### [Aim of the exercise]
Report how many of the lines below contain the word "leather". Give only the number.

(Dataset rows)
--- --- ---
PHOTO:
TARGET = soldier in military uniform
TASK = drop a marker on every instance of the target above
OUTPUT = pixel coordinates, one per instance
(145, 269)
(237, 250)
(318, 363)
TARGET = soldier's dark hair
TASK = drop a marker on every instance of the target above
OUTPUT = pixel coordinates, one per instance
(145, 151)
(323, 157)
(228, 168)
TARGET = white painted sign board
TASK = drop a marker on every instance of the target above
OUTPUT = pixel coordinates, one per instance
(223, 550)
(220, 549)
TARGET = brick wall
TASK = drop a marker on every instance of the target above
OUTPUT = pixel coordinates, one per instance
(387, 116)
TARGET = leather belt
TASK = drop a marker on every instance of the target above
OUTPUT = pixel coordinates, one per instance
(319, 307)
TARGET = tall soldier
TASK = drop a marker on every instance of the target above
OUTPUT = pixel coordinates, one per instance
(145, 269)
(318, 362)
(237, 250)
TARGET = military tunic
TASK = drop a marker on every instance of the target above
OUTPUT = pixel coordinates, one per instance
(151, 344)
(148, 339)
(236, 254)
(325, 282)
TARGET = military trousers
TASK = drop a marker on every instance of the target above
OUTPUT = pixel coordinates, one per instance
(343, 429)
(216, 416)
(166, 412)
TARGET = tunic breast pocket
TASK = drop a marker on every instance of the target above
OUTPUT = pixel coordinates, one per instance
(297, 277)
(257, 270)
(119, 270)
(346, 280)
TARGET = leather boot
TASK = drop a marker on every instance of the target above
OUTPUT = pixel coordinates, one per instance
--- --- ---
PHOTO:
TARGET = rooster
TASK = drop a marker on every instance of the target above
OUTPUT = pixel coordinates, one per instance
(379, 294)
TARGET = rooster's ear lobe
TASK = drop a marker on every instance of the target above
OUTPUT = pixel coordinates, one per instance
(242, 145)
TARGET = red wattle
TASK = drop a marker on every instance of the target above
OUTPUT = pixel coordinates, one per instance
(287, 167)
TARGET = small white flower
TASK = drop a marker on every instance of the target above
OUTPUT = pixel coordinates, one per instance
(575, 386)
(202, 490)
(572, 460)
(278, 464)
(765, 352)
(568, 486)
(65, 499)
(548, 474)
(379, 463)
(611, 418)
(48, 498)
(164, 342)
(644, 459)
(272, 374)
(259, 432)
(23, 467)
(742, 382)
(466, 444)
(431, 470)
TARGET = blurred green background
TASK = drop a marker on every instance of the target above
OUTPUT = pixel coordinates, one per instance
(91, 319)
--- --- ---
### [Task output]
2